§ Document extract:
From mboxrd@z Thu Jan  1 00:00:00 1970
Return-Path: <olivier.matz@6wind.com>
Received: from mail.droids-corp.org (zoll.droids-corp.org [94.23.50.67])
 by dpdk.org (Postfix) with ESMTP id 0D26E343C
 for <dev@dpdk.org>; Fri, 29 Mar 2019 18:42:58 +0100 (CET)
Received: from lfbn-1-5920-128.w90-110.abo.wanadoo.fr ([90.110.126.128]
 helo=droids-corp.org)
 by mail.droids-corp.org with esmtpsa (TLS1.0:RSA_AES_256_CBC_SHA1:256)
 (Exim 4.89) (envelope-from <olivier.matz@6wind.com>)
 id 1h9vZE-0002mL-8A; Fri, 29 Mar 2019 18:45:25 +0100
Received: by droids-corp.org (sSMTP sendmail emulation);
 Fri, 29 Mar 2019 18:42:56 +0100
Date: Fri, 29 Mar 2019 18:42:56 +0100
From: Olivier Matz <olivier.matz@6wind.com>
To: Xiaolong Ye <xiaolong.ye@intel.com>
Cc: dev@dpdk.org, David Marchand <david.marchand@redhat.com>,
 Andrew Rybchenko <arybchenko@solarflare.com>,
 Qi Zhang <qi.z.zhang@intel.com>,
 Karlsson Magnus <magnus.karlsson@intel.com>,
 Topel Bjorn <bjorn.topel@intel.com>,
 Maxime Coquelin <maxime.coquelin@redhat.com>,
 Stephen Hemminger <stephen@networkplumber.org>,
 Ferruh Yigit <ferruh.yigit@intel.com>, Luca Boccassi <bluca@debian.org>,
 Bruce Richardson <bruce.richardson@intel.com>,
 Ananyev Konstantin <konstantin.ananyev@intel.com>
Message-ID: <20190329174256.aicblxcasado4ld2@platinum>
References: <20190301080947.91086-1-xiaolong.ye@intel.com>
 <20190326122029.59359-1-xiaolong.ye@intel.com>
 <20190326122029.59359-5-xiaolong.ye@intel.com>
MIME-Version: 1.0
Content-Type: text/plain; charset=us-ascii
Content-Disposition: inline
In-Reply-To: <20190326122029.59359-5-xiaolong.ye@intel.com>
User-Agent: NeoMutt/20170113 (1.7.2)

§ Short exercise 1: In the mail header, to whom is the message addressed in the To field?
§ Short exercise 2: Write the mail header from "From mboxrd@z Thu" to "4.89) (envelope-from <olivier.matz@6wind.com>)" again, swapping "Postfix" for "Sendmail".

[Shape labeling records]

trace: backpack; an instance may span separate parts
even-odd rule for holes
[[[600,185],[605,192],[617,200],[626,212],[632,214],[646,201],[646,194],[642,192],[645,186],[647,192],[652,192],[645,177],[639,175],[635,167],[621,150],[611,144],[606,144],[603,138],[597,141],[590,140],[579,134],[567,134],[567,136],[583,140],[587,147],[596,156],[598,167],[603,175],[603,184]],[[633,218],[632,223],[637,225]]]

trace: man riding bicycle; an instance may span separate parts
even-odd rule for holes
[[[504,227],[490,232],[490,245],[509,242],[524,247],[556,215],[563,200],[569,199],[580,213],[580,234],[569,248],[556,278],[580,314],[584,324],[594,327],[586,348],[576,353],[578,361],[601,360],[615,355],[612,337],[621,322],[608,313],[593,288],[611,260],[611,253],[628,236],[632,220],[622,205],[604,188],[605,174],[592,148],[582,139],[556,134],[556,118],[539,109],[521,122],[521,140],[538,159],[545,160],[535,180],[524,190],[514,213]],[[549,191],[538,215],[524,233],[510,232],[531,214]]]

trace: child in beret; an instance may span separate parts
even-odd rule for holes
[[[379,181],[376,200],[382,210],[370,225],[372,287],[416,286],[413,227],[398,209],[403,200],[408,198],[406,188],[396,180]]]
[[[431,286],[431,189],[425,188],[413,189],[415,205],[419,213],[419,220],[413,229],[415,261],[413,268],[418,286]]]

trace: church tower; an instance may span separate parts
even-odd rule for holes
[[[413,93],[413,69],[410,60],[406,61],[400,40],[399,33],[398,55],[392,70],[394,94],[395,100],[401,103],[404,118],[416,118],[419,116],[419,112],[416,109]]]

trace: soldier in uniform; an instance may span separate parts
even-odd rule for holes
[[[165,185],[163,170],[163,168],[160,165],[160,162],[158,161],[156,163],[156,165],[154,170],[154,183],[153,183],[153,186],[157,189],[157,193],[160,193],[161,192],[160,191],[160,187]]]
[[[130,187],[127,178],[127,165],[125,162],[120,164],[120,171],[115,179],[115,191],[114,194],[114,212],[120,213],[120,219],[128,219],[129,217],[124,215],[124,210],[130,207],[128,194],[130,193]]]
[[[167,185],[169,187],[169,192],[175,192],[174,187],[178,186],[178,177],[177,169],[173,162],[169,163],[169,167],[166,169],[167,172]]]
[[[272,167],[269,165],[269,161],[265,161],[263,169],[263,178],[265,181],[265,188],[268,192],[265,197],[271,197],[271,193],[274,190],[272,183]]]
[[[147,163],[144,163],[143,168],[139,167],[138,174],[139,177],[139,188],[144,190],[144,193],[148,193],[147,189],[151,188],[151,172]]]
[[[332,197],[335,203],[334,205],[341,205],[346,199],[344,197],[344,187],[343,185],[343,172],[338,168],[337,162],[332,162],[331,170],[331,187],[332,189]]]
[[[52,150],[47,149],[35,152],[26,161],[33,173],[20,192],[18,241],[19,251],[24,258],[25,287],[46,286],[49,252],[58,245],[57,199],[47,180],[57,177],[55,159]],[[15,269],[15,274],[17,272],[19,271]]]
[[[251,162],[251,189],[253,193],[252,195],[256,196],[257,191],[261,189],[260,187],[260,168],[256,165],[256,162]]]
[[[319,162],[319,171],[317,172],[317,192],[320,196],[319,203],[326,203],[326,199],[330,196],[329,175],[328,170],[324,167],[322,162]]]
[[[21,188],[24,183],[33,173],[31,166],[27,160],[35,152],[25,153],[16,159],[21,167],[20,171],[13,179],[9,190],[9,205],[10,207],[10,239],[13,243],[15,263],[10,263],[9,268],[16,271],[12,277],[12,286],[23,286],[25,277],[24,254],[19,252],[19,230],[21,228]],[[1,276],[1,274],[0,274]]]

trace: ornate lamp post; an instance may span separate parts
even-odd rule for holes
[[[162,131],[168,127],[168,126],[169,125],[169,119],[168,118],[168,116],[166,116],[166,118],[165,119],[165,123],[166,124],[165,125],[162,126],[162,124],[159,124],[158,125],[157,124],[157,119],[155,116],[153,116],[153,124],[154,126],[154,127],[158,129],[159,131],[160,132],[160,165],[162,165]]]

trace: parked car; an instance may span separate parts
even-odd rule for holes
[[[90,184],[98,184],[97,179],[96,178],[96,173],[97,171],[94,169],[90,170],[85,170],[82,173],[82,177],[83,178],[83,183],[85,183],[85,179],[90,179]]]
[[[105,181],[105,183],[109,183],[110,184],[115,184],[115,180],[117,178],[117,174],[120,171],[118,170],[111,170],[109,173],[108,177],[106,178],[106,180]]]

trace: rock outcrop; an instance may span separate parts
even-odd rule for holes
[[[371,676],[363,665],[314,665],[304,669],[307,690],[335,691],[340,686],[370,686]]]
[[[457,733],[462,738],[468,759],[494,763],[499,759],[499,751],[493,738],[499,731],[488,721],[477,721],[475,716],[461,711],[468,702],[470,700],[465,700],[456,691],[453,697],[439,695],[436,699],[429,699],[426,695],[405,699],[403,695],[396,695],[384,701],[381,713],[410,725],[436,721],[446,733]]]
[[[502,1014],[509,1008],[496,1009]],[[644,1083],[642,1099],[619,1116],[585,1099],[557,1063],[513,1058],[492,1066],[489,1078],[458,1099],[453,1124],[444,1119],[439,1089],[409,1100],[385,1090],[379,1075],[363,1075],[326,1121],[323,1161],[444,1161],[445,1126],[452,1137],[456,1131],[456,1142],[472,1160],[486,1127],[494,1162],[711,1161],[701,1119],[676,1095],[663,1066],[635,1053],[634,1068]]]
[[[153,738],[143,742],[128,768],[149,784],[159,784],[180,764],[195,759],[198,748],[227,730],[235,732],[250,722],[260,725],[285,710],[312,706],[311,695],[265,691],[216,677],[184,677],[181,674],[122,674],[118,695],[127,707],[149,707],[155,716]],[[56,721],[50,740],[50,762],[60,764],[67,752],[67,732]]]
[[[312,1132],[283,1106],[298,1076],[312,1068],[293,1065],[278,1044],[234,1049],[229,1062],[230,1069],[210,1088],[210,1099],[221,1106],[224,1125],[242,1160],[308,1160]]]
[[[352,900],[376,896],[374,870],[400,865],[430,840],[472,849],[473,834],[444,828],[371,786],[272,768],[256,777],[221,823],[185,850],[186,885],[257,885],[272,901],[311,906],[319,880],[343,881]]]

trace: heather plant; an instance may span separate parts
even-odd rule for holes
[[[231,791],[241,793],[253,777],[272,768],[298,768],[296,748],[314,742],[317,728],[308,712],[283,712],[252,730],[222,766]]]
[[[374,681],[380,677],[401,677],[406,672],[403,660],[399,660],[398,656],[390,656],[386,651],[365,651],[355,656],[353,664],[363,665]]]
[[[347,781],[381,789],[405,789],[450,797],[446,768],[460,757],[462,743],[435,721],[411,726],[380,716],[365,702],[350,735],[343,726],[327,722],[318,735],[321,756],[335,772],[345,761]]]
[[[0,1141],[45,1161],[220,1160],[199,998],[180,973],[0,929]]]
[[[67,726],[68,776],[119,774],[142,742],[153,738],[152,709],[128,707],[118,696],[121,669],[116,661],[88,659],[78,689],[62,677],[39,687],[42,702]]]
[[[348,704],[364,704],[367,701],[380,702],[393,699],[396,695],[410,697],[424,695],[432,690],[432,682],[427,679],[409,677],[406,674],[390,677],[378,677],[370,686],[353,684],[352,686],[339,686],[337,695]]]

§ Exercise solution 1: Xiaolong Ye <xiaolong.ye@intel.com>

§ Exercise solution 2:
From mboxrd@z Thu Jan  1 00:00:00 1970
Return-Path: <olivier.matz@6wind.com>
Received: from mail.droids-corp.org (zoll.droids-corp.org [94.23.50.67])
 by dpdk.org (Sendmail) with ESMTP id 0D26E343C
 for <dev@dpdk.org>; Fri, 29 Mar 2019 18:42:58 +0100 (CET)
Received: from lfbn-1-5920-128.w90-110.abo.wanadoo.fr ([90.110.126.128]
 helo=droids-corp.org)
 by mail.droids-corp.org with esmtpsa (TLS1.0:RSA_AES_256_CBC_SHA1:256)
 (Exim 4.89) (envelope-from <olivier.matz@6wind.com>)